**Directions**
Arrange every line of the records below as a numbered list, skipping blank lines and leaving out the pictures.

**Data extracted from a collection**
——

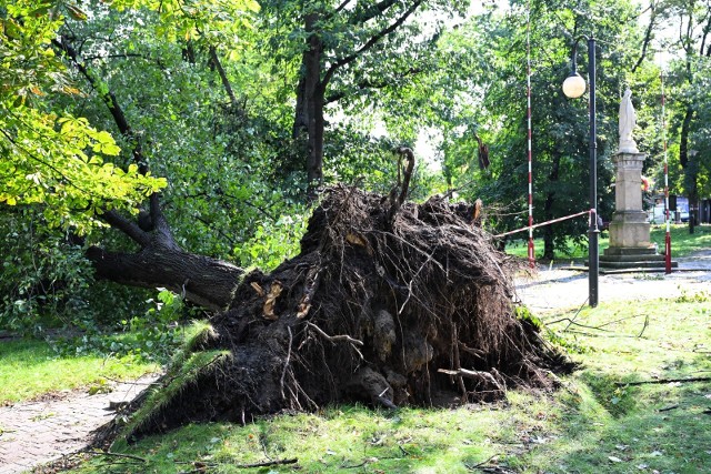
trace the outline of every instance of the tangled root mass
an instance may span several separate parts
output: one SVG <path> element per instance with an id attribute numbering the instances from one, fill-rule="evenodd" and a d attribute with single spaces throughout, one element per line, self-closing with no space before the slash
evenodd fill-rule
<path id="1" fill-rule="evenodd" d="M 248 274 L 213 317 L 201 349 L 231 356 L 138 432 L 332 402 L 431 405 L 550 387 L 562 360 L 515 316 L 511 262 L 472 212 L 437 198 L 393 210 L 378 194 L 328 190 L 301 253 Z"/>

——

**Reply**
1. trace the outline of every instance of the tangled root mass
2. an instance may span several separate parts
3. output: one SVG <path> element per instance with an id attribute numbering the instances from one, fill-rule="evenodd" and a d attribute with single spaces throughout, one element per line, self-closing with no space before the slash
4. evenodd fill-rule
5. <path id="1" fill-rule="evenodd" d="M 248 274 L 213 317 L 201 349 L 231 356 L 138 432 L 332 402 L 431 405 L 550 387 L 562 360 L 515 316 L 511 262 L 472 212 L 437 198 L 393 210 L 378 194 L 328 190 L 301 253 Z"/>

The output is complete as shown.